ACTIVITY: The whole listing should be retyped word for word, apart from the pictures it holds.

GIVEN RECORDS:

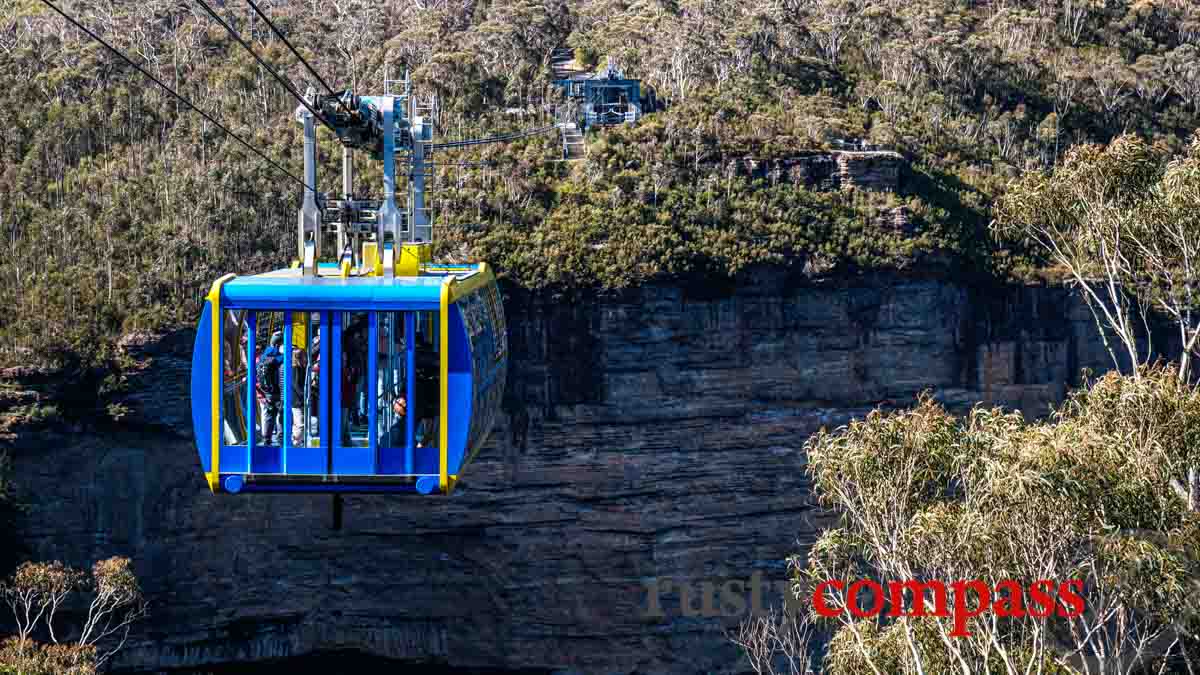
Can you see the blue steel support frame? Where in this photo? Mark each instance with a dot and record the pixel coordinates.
(372, 388)
(409, 388)
(251, 327)
(286, 444)
(327, 371)
(335, 400)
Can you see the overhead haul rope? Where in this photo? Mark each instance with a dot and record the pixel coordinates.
(264, 64)
(180, 97)
(294, 52)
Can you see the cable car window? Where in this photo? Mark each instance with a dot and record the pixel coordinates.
(391, 381)
(306, 419)
(233, 386)
(267, 354)
(353, 404)
(427, 380)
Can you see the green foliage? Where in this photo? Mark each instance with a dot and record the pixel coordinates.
(28, 657)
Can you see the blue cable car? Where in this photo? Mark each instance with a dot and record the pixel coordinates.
(387, 383)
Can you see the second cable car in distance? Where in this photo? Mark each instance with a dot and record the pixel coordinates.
(383, 372)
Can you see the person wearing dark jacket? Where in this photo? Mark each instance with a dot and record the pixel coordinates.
(270, 372)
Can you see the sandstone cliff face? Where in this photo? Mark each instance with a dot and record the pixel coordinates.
(651, 437)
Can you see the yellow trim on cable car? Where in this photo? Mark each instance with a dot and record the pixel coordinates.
(217, 394)
(472, 284)
(444, 384)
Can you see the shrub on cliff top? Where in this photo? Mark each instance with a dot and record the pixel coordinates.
(36, 592)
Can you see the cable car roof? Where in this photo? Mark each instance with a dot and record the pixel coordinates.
(291, 290)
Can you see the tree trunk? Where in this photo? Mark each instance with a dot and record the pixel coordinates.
(1194, 488)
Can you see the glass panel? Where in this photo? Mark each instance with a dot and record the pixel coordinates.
(390, 374)
(268, 362)
(353, 406)
(429, 368)
(233, 383)
(306, 380)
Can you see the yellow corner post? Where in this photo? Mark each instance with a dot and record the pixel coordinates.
(444, 386)
(412, 257)
(214, 299)
(371, 262)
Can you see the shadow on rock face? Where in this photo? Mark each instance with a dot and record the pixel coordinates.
(336, 663)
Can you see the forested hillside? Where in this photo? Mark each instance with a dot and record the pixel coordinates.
(119, 207)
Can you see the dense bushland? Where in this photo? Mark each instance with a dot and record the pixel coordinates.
(119, 207)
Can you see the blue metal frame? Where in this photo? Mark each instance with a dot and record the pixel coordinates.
(330, 466)
(409, 389)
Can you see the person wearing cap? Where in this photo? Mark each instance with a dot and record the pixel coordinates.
(269, 374)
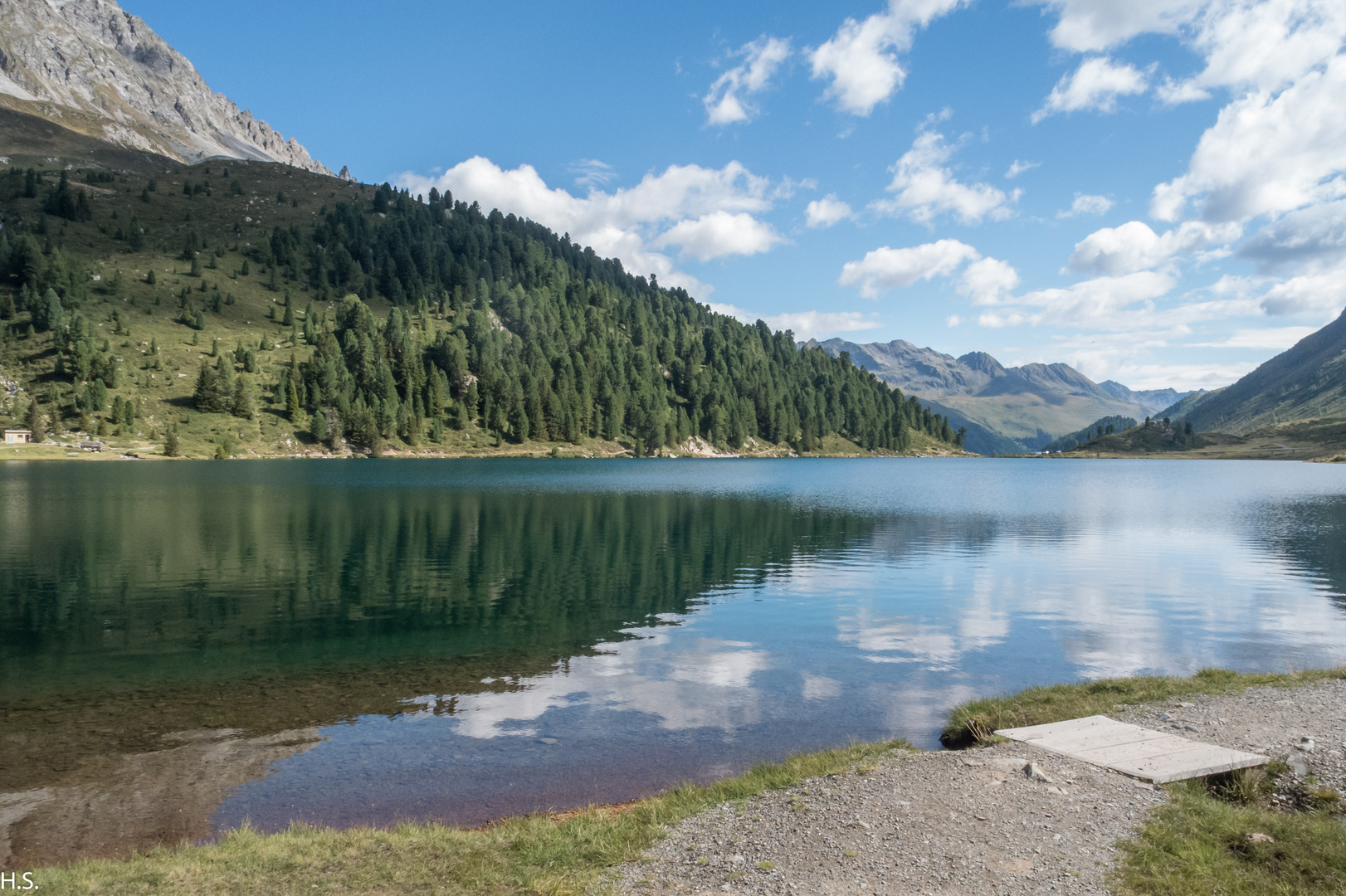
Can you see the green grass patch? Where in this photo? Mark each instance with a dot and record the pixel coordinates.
(1200, 845)
(975, 722)
(527, 855)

RESULT OF THE TASK:
Can you see the blue steel support frame? Where in this photo? Mark each instance with a dot and record the pixel coordinates.
(372, 388)
(409, 388)
(251, 327)
(286, 444)
(327, 371)
(335, 400)
Can you see the overhead haul rope? Where in this photo? Mark each instance with a dot and record the pixel coordinates.
(264, 64)
(180, 97)
(294, 52)
Can you see the cable car window? Where in this photo? Mark each instance with a dot and record the pixel coordinates.
(391, 381)
(306, 419)
(233, 386)
(267, 354)
(353, 404)
(427, 380)
Can you see the green foliage? Where in this photo? Mark each instance with a dot and record the pixel coordinates.
(28, 657)
Can you see the blue cable car? Where in this photo? Mark each instance with a dot and record the pixel coordinates.
(387, 383)
Can you see the second cable car in distance? Where in this photo? Mark each instance with a dot and record the pixel coordinates.
(383, 372)
Can you see the person wearing dark jacket? Where in this photo? Mark each instance with a dot and record the pixel coordinates.
(270, 372)
Can you see the sandstone cliff face? Where in this photo? Mark each instance with a dot and record the pixel coordinates.
(651, 437)
Can you see the yellow trim on cable car? Where in this photo? Mark each instance with a dot and record the pixel coordinates.
(217, 394)
(472, 284)
(444, 384)
Can you see the shrub on cliff top? Where in this photo? Mark each instance with a dot and record the pixel coordinates.
(36, 592)
Can you see the cable car roof? Where in this photo? Mark each instance with a dot and record the pixel coordinates.
(291, 290)
Can you see the tree trunk? Where in this photo? Mark each instance with a dot and record the pixel coordinates.
(1194, 488)
Can you see the glass panel? Where in this photo? Mark each instance with a dot and record the pixel coordinates.
(390, 374)
(268, 362)
(353, 406)
(429, 368)
(233, 383)
(306, 380)
Can you see the yellow corner post? Where in this photo? Mark each instance with a dot and record the pixel coordinates.
(444, 386)
(412, 257)
(214, 299)
(371, 262)
Can you see the shadow on rock face? Where in this photo? Mark each instance with a dot and record the pixel coordinates.
(336, 663)
Can you see the forested hillside? Where in this photo? Mark each instance with a dot and record the pixel coordinates.
(119, 207)
Can you see the dense bushland? Where in this photo? Mark each instance with a dot and record the pixel coordinates.
(119, 207)
Can you see the blue metal frame? Where in this photo? Mark each instance with a dot and record the pixel coordinates.
(330, 466)
(409, 389)
Can you see the person wearing cap? Where in this photo? Mark each instance with a dot and record the pixel coordinates.
(269, 374)
Can you see the green grass patch? Where in this photo? Mark each instance with a dot and record the pixel coordinates.
(1200, 845)
(975, 722)
(527, 855)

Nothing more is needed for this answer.